• SOURCE EXTRACT:

========

Explain SMBC — the wiki for Saturday Morning Breakfast Cereal

malthus

2025-12-27 View on smbc-comics.com → 1 revision
malthus
Votey panel for malthus
This explanation is incomplete or may contain errors. It was generated by AI and has not yet been reviewed by a human editor.

Explanation

This comic is a clever, self-referential joke about Thomas Malthus and Malthusian thinking.

Thomas Malthus (1766-1834) was an English economist who famously argued that human population grows geometrically (exponentially), while food production grows only arithmetically (linearly). He concluded that population would inevitably outstrip resources, leading to famine, disease, and societal collapse. This prediction has been repeatedly debunked by technological progress -- the Green Revolution, modern agriculture, and other innovations have allowed food production to keep pace with (and exceed) population growth.

========

• DATASET:
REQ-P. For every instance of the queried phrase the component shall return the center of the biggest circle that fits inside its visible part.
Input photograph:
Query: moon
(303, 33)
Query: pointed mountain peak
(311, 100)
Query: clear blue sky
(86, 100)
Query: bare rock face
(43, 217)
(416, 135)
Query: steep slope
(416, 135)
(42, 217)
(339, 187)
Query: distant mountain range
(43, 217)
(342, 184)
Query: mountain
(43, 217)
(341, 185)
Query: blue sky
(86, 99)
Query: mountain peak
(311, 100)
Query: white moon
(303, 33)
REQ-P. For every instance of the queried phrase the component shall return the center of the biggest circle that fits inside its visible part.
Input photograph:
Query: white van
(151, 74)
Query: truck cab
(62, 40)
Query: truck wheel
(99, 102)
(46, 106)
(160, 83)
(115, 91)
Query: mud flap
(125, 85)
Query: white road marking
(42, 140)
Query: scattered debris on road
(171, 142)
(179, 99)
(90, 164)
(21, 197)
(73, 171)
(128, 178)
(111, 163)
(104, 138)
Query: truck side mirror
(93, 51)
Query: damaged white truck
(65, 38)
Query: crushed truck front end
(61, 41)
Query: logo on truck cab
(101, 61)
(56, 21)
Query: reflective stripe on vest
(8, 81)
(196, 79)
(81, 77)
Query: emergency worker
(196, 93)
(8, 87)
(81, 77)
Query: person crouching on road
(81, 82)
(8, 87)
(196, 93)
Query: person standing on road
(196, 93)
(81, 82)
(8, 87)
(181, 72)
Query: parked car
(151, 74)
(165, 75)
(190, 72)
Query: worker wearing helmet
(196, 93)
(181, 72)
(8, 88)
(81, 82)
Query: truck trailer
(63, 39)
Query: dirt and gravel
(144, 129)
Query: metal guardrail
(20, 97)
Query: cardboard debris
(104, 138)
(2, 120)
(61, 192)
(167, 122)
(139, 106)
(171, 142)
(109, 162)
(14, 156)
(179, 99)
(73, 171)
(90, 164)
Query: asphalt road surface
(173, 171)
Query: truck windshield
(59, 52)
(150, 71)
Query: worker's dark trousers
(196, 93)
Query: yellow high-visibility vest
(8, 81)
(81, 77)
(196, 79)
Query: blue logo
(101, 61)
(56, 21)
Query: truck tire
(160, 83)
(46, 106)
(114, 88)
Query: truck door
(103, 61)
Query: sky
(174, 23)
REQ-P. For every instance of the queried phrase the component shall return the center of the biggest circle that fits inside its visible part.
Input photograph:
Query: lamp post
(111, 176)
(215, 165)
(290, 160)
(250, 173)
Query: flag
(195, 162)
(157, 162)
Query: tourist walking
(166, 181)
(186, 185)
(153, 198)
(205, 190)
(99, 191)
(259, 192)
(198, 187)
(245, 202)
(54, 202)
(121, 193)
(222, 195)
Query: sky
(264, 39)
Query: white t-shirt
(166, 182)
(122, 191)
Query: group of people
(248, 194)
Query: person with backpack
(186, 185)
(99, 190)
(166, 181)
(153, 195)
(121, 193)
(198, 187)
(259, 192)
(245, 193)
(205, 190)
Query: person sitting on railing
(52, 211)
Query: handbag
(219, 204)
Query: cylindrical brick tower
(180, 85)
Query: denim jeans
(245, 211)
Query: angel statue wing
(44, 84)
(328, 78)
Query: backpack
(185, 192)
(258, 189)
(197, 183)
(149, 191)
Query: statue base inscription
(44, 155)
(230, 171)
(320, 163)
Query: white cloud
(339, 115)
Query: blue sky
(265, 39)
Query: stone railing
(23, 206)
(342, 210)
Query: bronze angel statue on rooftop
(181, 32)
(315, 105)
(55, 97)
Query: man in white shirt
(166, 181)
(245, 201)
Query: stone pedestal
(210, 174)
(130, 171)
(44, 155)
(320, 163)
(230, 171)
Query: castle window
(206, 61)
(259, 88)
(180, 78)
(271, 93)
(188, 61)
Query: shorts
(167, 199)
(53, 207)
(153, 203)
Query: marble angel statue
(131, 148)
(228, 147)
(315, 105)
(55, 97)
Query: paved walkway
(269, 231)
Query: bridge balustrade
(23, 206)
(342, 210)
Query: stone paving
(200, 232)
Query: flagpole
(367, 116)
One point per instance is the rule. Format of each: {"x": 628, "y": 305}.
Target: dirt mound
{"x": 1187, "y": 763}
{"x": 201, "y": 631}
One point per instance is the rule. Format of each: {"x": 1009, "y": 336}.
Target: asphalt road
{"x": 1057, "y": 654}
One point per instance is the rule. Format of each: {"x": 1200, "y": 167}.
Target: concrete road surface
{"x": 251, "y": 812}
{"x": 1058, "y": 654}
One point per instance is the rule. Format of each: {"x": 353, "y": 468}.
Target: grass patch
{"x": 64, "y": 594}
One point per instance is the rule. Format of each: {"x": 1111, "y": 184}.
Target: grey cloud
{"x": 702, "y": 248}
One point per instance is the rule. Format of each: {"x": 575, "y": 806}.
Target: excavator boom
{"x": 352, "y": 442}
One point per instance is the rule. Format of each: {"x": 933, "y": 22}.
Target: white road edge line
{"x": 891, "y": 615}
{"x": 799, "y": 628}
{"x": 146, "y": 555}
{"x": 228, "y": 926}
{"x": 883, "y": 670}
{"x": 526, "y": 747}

========

• WORK INSTRUCTION 1:
In the Malthus wiki page, at what rate did Malthus argue that food production grows?
• WORK INSTRUCTION 2:
List the outcomes that the Malthus wiki page says Malthus predicted when population outstrips resources.
• WORK INSTRUCTION 3:
Please print the stretch of the Malthus wiki page from "Explain SMBC —" through "exceed) population growth.".
The entries aren't needed for any of this work.

• EXERCISE OUTPUT 1:
Arithmetically (linearly).

• EXERCISE OUTPUT 2:
Famine, disease, and societal collapse.

• EXERCISE OUTPUT 3:
Explain SMBC — the wiki for Saturday Morning Breakfast Cereal

malthus

2025-12-27 View on smbc-comics.com → 1 revision
malthus
Votey panel for malthus
This explanation is incomplete or may contain errors. It was generated by AI and has not yet been reviewed by a human editor.

Explanation

This comic is a clever, self-referential joke about Thomas Malthus and Malthusian thinking.

Thomas Malthus (1766-1834) was an English economist who famously argued that human population grows geometrically (exponentially), while food production grows only arithmetically (linearly). He concluded that population would inevitably outstrip resources, leading to famine, disease, and societal collapse. This prediction has been repeatedly debunked by technological progress -- the Green Revolution, modern agriculture, and other innovations have allowed food production to keep pace with (and exceed) population growth.